● TASK PROMPT
For the records below, print every one exactly, with nothing dropped.

● SOURCE DATA
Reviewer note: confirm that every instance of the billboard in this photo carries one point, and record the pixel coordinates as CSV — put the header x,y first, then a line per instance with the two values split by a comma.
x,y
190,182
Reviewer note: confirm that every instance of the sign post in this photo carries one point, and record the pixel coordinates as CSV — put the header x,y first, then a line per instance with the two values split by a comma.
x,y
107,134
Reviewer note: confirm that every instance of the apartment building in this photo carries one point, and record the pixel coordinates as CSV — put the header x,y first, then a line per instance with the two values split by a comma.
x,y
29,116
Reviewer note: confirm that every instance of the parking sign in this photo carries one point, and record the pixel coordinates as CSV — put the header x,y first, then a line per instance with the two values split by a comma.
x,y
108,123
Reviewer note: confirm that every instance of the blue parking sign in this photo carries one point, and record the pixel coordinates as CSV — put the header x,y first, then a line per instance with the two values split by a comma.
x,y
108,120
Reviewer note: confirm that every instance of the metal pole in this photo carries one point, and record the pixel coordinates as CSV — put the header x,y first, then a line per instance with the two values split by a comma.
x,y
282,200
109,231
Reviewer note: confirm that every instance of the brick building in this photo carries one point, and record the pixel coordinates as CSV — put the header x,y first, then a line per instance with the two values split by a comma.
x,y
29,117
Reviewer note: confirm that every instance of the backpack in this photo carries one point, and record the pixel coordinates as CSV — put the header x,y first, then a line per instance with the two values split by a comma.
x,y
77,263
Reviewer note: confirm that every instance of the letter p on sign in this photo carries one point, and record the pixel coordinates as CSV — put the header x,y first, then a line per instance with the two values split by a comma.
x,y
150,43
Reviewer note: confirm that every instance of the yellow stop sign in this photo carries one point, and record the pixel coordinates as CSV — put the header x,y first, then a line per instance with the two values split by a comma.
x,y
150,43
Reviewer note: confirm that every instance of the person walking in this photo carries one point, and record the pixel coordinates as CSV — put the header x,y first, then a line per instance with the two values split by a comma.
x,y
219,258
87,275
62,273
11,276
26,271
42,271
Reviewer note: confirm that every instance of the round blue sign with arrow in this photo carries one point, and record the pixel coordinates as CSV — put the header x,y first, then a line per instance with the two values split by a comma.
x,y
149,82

● TASK SOLUTION
Reviewer note: confirm that every instance of the billboard in this photo carries one point, and record the pixel coordinates as CSV — put the header x,y first, then a line per instance with the two values split by a comma.
x,y
190,182
Reviewer note: confirm that every instance of the sign post in this photo carries one point, and record the pixel coordinates as CSV — put the header x,y first, then a line per instance with the two values split by a comma.
x,y
107,134
Reviewer note: confirm that every instance of the apartment building in this photo carries one point, and record the pixel coordinates as CSV — put the header x,y first, then a line per instance with the two values split by a comma.
x,y
29,116
Reviewer note: confirm that every instance of the parking sign in this photo carries one point, and record the pixel coordinates as CSV — put the header x,y first, then a line per instance with the two values split by a comma.
x,y
108,123
Reviewer note: confirm that every instance of the blue parking sign in this photo carries one point, and record the pixel coordinates as CSV — put the header x,y first, then a line per instance with the two values split by a comma.
x,y
108,120
Reviewer note: confirm that every instance of the metal pole in this photo carries one point, and record the pixel coordinates as CSV — put the header x,y first, then a line per instance with the two values split by a comma.
x,y
282,200
109,231
Reviewer note: confirm that every instance of the brick building in this photo carries one point, and record the pixel coordinates as CSV — put the header x,y first, then a line per instance with the two values split by a comma.
x,y
29,117
Reviewer note: confirm that every instance of the backpack in this photo carries one point, and record the pixel coordinates as CSV — put the header x,y first, then a line per instance with the two values split by a comma.
x,y
77,263
Reviewer note: confirm that every instance of the letter p on sign in this photo carries one point, and record the pixel coordinates as CSV — put the header x,y first, then a line per instance with the two values split by a comma.
x,y
150,43
Reviewer note: confirm that every instance of the yellow stop sign in this photo carries one point, and record the pixel coordinates as CSV — put the header x,y first, then a line per instance with the two values split by a comma.
x,y
150,43
Reviewer note: confirm that every instance of the person walking in this photo carries one point, and record the pixel coordinates as CSV — put the header x,y first, then a line per instance with the two values split by a comma.
x,y
219,258
87,275
62,273
11,276
26,271
42,271
Reviewer note: confirm that every instance of the round blue sign with arrow in this photo carries one point, and record the pixel coordinates as CSV — put the header x,y first, then a line per instance with the two values split by a comma.
x,y
149,82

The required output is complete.